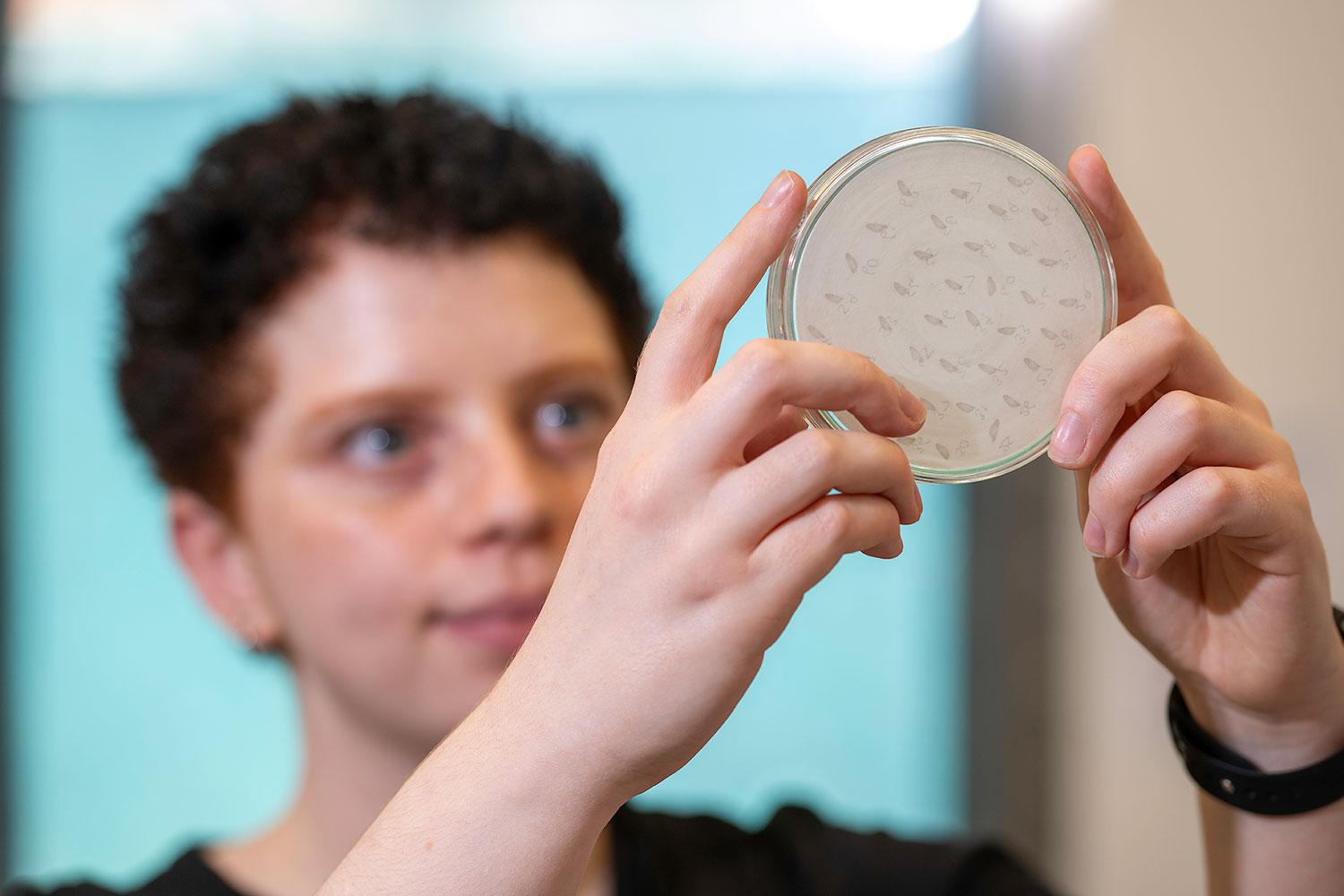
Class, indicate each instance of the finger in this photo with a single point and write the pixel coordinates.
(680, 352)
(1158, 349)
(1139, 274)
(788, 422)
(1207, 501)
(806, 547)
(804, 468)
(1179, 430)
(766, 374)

▶ **YOUR GOAL**
Copy all of the items above word for word, but leave out the pictures.

▶ **OUTPUT FOR THIS EXERCISE**
Class, indicate each instance of the finger in this photo with a single point and write the pixel coordinates.
(680, 352)
(1158, 349)
(1139, 274)
(788, 422)
(1207, 501)
(806, 547)
(804, 468)
(1179, 430)
(766, 374)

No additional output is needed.